- GIVEN EXERCISE:
Report how many lines of the data below contain the string "armrest". Give only the number.

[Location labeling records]
──────────
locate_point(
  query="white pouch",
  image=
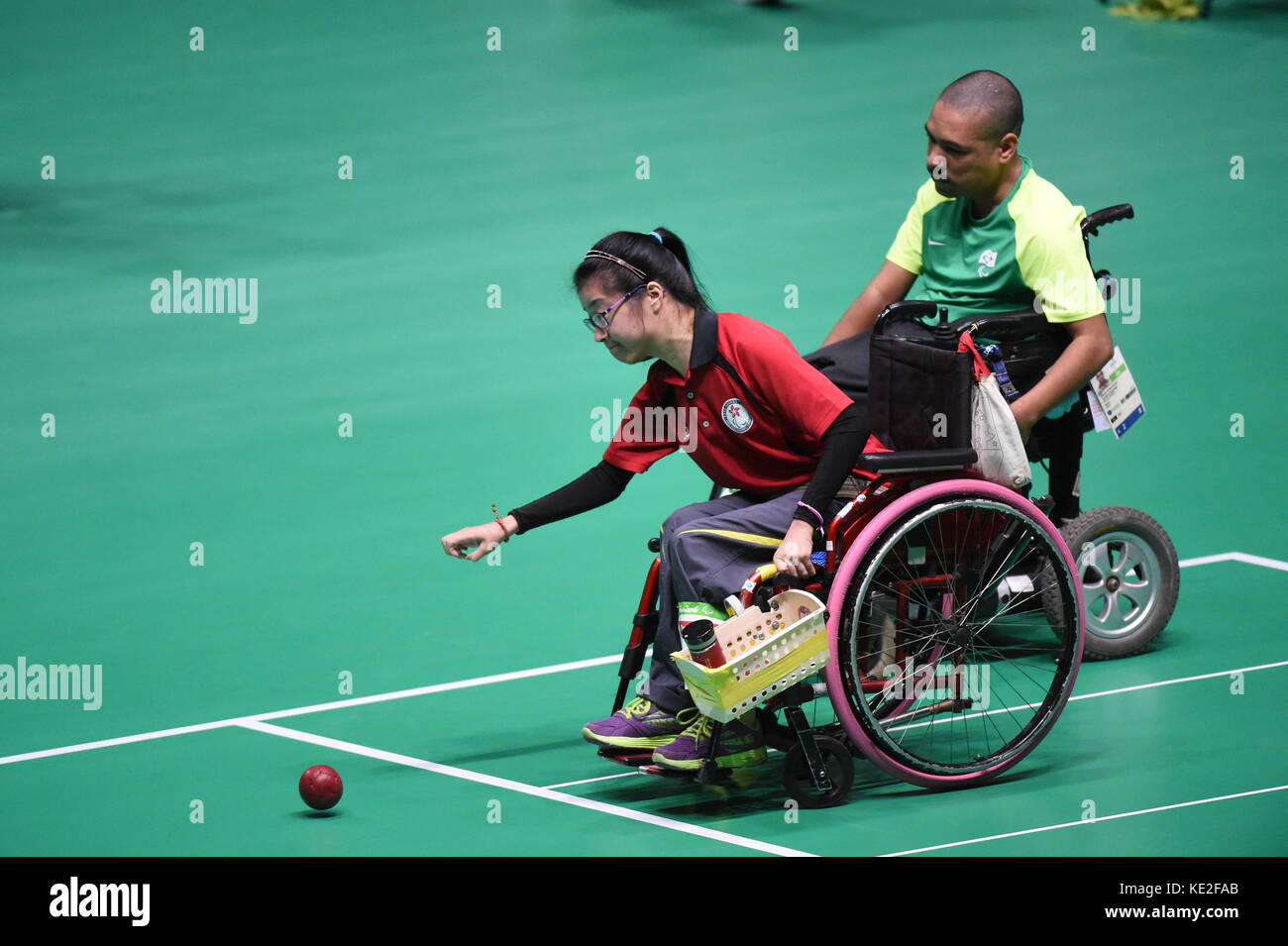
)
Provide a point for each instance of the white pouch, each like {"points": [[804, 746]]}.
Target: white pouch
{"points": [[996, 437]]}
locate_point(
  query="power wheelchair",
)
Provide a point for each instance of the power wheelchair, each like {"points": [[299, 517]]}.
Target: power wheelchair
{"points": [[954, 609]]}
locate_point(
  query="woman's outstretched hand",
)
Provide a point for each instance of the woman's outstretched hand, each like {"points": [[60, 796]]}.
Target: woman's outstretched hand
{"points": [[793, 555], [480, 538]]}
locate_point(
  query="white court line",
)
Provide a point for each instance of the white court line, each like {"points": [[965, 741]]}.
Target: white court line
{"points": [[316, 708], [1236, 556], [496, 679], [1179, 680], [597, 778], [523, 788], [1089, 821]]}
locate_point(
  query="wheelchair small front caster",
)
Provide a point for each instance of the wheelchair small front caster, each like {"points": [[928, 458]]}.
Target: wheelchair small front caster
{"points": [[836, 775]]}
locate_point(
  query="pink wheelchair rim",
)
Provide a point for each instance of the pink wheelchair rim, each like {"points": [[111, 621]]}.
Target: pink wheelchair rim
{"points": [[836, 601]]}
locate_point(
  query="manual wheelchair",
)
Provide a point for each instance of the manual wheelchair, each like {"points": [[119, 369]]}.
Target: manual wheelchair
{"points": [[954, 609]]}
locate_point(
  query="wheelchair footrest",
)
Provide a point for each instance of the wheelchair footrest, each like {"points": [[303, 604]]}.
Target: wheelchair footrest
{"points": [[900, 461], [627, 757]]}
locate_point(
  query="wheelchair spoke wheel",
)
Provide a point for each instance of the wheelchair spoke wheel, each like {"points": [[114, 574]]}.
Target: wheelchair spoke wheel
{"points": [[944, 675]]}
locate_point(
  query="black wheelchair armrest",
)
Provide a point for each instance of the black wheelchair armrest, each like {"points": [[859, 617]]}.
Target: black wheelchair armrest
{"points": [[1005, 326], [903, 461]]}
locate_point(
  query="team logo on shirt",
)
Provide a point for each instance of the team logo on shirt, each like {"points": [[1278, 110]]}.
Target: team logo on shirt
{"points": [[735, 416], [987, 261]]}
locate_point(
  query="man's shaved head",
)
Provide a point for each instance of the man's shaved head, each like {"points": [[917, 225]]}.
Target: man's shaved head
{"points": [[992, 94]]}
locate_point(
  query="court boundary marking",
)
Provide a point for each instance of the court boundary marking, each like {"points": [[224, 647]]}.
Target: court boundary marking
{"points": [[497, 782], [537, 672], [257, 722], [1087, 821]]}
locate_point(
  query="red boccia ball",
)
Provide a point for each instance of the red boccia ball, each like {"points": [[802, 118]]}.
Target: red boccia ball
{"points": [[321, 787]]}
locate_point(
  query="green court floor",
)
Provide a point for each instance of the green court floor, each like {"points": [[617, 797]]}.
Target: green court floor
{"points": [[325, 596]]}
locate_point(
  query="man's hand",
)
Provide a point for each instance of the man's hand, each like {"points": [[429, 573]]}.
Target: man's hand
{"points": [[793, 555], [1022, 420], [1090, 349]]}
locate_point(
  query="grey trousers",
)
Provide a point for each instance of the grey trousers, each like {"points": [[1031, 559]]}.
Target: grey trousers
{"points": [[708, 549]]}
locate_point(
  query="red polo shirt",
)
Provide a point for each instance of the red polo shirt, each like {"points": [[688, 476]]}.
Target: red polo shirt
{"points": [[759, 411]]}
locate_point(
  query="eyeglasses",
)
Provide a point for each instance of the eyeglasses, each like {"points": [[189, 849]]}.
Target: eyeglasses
──────────
- TASK RESULT:
3